- DIRECTIONS
Could you copy, word for word, only the lines from the one containing "Could you please point out the butterfly wing" through the last line of the records below, both included?

- SUPPLIED INFORMATION
···

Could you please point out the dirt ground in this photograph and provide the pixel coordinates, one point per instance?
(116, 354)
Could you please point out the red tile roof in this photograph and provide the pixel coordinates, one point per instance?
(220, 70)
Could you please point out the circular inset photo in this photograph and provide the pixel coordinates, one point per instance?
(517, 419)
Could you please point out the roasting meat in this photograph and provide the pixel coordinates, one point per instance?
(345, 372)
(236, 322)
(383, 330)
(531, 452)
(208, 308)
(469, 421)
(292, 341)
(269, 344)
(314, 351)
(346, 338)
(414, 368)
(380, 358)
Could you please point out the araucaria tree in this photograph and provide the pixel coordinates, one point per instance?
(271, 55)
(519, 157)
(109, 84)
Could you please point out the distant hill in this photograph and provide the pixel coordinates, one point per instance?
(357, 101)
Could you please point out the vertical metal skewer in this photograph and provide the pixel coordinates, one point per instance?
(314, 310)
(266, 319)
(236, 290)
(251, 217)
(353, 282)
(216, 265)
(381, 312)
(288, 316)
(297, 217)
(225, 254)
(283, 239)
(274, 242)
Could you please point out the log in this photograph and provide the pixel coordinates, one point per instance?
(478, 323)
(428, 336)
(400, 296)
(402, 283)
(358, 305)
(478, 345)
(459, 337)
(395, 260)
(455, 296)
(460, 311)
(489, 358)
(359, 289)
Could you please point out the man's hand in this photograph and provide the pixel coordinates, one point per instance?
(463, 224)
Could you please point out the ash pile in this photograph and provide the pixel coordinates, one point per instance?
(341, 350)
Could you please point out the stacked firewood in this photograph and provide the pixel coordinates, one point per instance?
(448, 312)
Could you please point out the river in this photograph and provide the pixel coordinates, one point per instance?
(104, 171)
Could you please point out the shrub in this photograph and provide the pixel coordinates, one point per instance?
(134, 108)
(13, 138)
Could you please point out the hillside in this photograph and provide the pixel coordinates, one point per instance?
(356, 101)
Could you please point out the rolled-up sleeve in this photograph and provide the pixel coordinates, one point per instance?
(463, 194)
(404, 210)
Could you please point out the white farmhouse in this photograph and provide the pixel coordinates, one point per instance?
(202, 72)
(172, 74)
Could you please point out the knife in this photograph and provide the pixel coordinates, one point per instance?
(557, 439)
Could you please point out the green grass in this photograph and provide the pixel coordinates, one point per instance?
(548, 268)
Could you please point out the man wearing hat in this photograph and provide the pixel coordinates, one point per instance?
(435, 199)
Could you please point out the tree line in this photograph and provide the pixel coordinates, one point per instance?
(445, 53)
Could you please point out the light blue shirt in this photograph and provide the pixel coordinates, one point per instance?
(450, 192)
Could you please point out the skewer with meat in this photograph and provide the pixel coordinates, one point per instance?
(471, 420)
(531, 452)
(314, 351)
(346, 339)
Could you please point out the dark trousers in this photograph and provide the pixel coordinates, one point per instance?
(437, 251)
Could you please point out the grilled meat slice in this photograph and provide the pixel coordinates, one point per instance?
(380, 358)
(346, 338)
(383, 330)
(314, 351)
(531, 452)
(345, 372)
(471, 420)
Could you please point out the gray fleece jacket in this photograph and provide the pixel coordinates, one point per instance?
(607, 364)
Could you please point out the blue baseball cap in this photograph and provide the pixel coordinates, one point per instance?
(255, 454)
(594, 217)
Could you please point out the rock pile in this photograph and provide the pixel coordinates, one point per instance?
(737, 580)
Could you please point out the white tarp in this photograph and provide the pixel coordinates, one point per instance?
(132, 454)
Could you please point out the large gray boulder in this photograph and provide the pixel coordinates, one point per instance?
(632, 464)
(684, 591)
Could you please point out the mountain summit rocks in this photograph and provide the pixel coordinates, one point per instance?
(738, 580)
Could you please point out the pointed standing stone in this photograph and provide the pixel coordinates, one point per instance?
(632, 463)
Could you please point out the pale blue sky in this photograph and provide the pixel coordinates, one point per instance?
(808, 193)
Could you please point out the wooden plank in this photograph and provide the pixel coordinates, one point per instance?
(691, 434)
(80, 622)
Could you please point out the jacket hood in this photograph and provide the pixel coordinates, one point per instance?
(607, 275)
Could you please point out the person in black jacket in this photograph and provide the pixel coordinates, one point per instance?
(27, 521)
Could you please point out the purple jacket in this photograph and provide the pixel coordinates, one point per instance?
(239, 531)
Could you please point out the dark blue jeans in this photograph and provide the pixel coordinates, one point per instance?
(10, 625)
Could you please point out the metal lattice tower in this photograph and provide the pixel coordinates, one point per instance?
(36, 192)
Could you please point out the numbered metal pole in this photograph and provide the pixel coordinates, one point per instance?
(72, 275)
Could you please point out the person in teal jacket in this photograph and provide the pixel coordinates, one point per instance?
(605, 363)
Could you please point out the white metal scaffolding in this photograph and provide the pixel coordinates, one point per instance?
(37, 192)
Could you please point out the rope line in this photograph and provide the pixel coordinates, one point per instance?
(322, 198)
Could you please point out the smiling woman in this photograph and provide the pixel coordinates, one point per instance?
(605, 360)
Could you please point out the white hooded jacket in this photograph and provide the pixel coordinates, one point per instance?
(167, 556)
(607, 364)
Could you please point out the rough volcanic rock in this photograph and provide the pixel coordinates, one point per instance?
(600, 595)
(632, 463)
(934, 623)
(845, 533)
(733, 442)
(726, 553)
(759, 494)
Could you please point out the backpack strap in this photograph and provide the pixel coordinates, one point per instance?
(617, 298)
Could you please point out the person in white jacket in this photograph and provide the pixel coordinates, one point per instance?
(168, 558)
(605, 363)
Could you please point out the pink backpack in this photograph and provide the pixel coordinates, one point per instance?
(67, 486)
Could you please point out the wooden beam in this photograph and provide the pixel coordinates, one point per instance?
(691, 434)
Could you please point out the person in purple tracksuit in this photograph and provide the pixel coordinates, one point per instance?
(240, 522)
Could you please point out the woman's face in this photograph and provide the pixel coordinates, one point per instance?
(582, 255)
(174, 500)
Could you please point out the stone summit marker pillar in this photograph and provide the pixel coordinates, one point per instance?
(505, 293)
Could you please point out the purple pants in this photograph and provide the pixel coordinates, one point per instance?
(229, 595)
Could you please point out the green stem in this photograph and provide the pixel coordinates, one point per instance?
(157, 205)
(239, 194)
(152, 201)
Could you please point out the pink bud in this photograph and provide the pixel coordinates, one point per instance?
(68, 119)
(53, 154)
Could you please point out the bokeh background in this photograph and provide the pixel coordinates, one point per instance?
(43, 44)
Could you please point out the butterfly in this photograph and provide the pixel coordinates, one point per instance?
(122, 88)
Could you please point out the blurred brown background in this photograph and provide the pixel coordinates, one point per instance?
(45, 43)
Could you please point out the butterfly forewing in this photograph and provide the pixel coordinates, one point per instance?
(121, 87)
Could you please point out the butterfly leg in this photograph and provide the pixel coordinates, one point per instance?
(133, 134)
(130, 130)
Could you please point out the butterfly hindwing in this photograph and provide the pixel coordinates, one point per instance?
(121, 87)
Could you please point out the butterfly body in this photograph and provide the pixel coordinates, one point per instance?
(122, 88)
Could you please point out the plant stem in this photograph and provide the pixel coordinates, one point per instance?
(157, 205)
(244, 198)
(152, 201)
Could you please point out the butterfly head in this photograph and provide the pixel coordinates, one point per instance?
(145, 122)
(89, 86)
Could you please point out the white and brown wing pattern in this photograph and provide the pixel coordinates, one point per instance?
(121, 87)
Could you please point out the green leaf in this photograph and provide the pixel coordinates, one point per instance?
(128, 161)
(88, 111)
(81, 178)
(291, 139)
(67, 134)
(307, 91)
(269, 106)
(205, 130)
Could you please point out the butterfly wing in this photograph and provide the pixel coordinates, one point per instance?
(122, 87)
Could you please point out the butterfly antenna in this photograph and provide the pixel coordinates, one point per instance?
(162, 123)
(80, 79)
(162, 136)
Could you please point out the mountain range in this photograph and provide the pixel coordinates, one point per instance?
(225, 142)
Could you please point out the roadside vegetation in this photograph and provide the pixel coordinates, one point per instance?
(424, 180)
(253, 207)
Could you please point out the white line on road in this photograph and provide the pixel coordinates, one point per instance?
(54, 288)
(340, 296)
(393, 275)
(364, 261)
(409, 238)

···

- ANSWER TO THE PROBLEM
Could you please point out the butterfly wing in this photograph and provide the pixel coordinates, one point per instance?
(122, 87)
Could you please point out the butterfly antenna in this photograph and provide the pixel coordinates, one point per instance?
(162, 123)
(80, 79)
(162, 136)
Could you please point out the mountain range in this photograph and provide the pixel coordinates, one point per instance?
(225, 142)
Could you please point out the roadside vegetation in this photograph and provide the pixel coordinates, one point per instance?
(424, 180)
(253, 207)
Could you please point out the white line on road in this photograph and provide the pixel coordinates, one point per instance?
(54, 288)
(340, 296)
(393, 275)
(364, 261)
(409, 238)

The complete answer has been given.